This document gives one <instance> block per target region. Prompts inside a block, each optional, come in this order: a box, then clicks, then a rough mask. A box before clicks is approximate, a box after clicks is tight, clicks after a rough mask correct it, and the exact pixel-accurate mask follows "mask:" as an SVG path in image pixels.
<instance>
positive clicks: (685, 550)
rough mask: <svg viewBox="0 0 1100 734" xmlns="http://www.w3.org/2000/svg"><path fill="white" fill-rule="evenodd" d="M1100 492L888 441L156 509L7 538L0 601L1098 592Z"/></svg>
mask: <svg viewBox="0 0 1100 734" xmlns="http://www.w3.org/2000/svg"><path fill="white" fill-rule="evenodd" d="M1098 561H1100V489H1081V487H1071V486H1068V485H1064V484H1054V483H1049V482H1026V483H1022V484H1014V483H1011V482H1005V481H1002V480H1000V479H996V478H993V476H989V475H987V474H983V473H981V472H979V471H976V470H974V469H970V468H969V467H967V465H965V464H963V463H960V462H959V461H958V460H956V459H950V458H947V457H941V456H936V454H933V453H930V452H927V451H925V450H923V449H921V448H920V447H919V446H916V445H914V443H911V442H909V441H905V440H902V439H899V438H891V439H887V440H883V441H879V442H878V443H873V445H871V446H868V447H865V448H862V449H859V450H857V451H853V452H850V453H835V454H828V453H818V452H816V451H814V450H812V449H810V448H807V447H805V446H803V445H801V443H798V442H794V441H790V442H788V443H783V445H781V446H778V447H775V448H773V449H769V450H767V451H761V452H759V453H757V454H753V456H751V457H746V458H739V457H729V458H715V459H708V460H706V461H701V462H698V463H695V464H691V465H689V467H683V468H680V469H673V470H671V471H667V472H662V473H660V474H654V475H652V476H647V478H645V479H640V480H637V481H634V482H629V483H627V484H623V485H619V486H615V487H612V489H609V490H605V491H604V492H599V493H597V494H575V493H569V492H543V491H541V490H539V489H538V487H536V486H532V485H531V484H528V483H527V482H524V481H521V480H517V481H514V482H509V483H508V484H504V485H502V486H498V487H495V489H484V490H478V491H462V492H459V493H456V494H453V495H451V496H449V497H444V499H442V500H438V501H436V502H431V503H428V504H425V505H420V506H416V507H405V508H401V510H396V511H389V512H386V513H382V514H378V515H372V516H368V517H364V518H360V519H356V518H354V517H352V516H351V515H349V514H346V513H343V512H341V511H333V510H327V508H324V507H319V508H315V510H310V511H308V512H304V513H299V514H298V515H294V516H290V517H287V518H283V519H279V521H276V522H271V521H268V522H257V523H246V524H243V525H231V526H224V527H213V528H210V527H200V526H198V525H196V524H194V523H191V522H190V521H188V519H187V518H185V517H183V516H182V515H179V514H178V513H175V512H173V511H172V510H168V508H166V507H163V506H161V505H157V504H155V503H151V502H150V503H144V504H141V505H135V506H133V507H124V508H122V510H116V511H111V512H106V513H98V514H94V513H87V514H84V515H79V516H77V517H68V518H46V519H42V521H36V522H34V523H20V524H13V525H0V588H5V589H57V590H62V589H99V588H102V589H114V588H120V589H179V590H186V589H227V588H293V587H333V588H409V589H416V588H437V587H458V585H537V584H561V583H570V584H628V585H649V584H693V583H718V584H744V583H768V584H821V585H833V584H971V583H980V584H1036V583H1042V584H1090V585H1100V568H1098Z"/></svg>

┄┄┄┄┄┄

The task:
Return each row above word for word, changing nothing.

Output for this exercise:
This document gives one <instance> block per target region. Prompts inside a block, each optional, come in this order: a box, then clicks, then a rough mask. A box before clicks is approximate, a box after clicks is tight, clicks after a rough mask correct it, and the exact pixel-accurate mask follows "mask:" as an SVG path in image pixels.
<instance>
positive clicks: (685, 550)
rough mask: <svg viewBox="0 0 1100 734" xmlns="http://www.w3.org/2000/svg"><path fill="white" fill-rule="evenodd" d="M1100 492L888 441L156 509L7 538L0 601L1098 592Z"/></svg>
mask: <svg viewBox="0 0 1100 734" xmlns="http://www.w3.org/2000/svg"><path fill="white" fill-rule="evenodd" d="M1098 561H1100V489H1081V487H1071V486H1068V485H1064V484H1054V483H1049V482H1026V483H1022V484H1014V483H1011V482H1005V481H1002V480H1000V479H996V478H993V476H989V475H987V474H983V473H981V472H979V471H976V470H974V469H970V468H969V467H967V465H965V464H963V463H960V462H959V461H958V460H956V459H950V458H947V457H941V456H936V454H933V453H930V452H927V451H925V450H923V449H921V448H920V447H919V446H916V445H914V443H911V442H909V441H905V440H902V439H899V438H891V439H887V440H883V441H879V442H878V443H873V445H871V446H868V447H865V448H862V449H859V450H857V451H853V452H850V453H835V454H828V453H818V452H816V451H814V450H812V449H810V448H807V447H805V446H803V445H801V443H798V442H794V441H790V442H788V443H783V445H781V446H778V447H775V448H773V449H769V450H767V451H761V452H759V453H757V454H753V456H751V457H746V458H739V457H729V458H715V459H708V460H706V461H701V462H698V463H695V464H691V465H689V467H683V468H680V469H673V470H671V471H667V472H662V473H660V474H654V475H652V476H647V478H645V479H640V480H637V481H634V482H629V483H627V484H623V485H619V486H615V487H612V489H609V490H605V491H604V492H599V493H597V494H575V493H569V492H543V491H541V490H539V489H538V487H536V486H532V485H531V484H528V483H527V482H524V481H521V480H517V481H514V482H509V483H508V484H504V485H502V486H498V487H495V489H484V490H478V491H462V492H459V493H456V494H453V495H451V496H449V497H444V499H442V500H438V501H436V502H431V503H428V504H425V505H420V506H416V507H405V508H401V510H396V511H389V512H386V513H382V514H378V515H372V516H368V517H364V518H360V519H356V518H354V517H352V516H351V515H349V514H346V513H343V512H341V511H333V510H327V508H324V507H319V508H315V510H310V511H308V512H304V513H299V514H298V515H294V516H290V517H287V518H283V519H279V521H276V522H271V521H268V522H257V523H246V524H243V525H231V526H224V527H213V528H210V527H200V526H198V525H196V524H194V523H191V522H190V521H188V519H187V518H185V517H183V516H182V515H179V514H178V513H175V512H173V511H172V510H168V508H166V507H163V506H161V505H157V504H155V503H151V502H150V503H144V504H141V505H135V506H133V507H124V508H122V510H116V511H111V512H106V513H98V514H94V513H87V514H84V515H79V516H77V517H68V518H46V519H42V521H36V522H34V523H20V524H13V525H0V588H5V589H57V590H62V589H99V588H102V589H114V588H120V589H179V590H186V589H227V588H293V587H333V588H409V589H416V588H437V587H458V585H537V584H561V583H570V584H628V585H649V584H693V583H718V584H744V583H768V584H821V585H833V584H971V583H980V584H1036V583H1042V584H1090V585H1100V568H1098Z"/></svg>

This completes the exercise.